→ **Provided text**:
-------

Recently there have been a number of legislative moves or proposals attempting to deal with issues around the area of “hate speech”. The term of course is problematic- we will try to unpack it shortly. But the context, in Australia at least, is the shocking rise in the number of anti-semitic slogans and actual violence being seen in the last few months. Insults have been daubed on buildings and cars, fires lit at buildings associated with the Jewish community. And more recently, we have the shocking spectacle of two nurses from Bankstown Hospital saying on a video which has gone all over the world, that they would either like to kill their Israeli patients, or have already done so!
Part of the response of governments, at the Federal and State level, has been to either enact or propose laws punishing “hate speech”. The term itself is ambiguous. Does it mean speech “motivated” by hate? Or speech expressing hate? Or speech encouraging others to hate? I think we can all agree that, at one end of a spectrum, speech urging commission of violence against others should be unlawful. But what about expressing disagreement with moral choices made about sexual activity? Such speech might not be motivated by hate, but by concern for the bad effects of the behaviour, including contravening of divine law. Yet it might be perceived to be “hateful” by some who hear it.
It is regularly asserted that religiously based violence is somehow connected to speech insulting people on the basis of their religion. Yet some scholars note that there is little evidence produced that this is actually the case- that there is in truth no clear causal connection between speech of this sort and the issuing of threats or perpetration of violence.
Still, let’s concede that such is possible. It may be that regular assertions about how terrible people from a certain religious background are, will “normalise” the idea that threats and violence are appropriate responses. But will laws against such speech actually reduce the threats and violence? Or will they simply result in the speech being hidden from the community before it erupts in the actual acts?
The other problem with hate speech laws, of course, is that there is a serious danger that punishing speech on religious topics will unduly impair free speech on such topics generally. In the rest of this post I want to mention three recent Australian legislative initiatives on “hate speech” and note their possible impact on religious freedom. One is a new provision of Federal law which has already commenced. Second, I will be noting some changes that have been enacted and may commence soon under NSW law. Finally, I will briefly note some concerning legislation currently before the Victorian Parliament.

-------

→ **Data for analysis**:
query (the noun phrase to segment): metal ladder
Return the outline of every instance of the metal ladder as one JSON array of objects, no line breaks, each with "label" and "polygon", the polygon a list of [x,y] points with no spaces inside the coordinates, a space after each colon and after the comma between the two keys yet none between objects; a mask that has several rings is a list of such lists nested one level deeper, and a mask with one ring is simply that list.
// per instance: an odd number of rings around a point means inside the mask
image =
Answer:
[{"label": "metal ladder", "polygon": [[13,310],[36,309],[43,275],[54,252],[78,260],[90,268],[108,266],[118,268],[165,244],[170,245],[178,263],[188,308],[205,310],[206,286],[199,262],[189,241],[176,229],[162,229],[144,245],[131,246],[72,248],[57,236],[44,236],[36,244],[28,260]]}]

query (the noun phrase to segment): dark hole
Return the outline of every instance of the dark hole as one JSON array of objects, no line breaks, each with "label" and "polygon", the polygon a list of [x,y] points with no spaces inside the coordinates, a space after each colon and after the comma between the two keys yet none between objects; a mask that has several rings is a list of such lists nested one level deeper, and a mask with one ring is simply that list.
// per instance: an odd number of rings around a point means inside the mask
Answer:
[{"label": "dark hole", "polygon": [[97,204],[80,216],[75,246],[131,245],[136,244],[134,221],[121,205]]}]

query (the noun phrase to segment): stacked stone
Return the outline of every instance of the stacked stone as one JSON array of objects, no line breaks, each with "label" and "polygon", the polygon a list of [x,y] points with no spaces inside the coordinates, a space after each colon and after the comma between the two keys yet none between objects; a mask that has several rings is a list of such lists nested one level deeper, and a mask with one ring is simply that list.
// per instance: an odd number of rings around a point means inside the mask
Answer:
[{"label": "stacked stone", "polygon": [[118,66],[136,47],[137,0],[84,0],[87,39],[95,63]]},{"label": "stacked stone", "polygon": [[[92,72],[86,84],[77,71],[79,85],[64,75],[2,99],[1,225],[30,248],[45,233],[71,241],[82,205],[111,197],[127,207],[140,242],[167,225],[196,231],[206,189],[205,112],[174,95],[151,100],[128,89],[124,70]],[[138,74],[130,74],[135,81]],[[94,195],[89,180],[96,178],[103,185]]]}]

-------

→ **Problem requirements**: Please extract the passage of the post on hate speech laws that runs from "Part of the" up to and including "who hear it.", without changing a word.

→ **Solution for this exercise**:
Part of the response of governments, at the Federal and State level, has been to either enact or propose laws punishing “hate speech”. The term itself is ambiguous. Does it mean speech “motivated” by hate? Or speech expressing hate? Or speech encouraging others to hate? I think we can all agree that, at one end of a spectrum, speech urging commission of violence against others should be unlawful. But what about expressing disagreement with moral choices made about sexual activity? Such speech might not be motivated by hate, but by concern for the bad effects of the behaviour, including contravening of divine law. Yet it might be perceived to be “hateful” by some who hear it.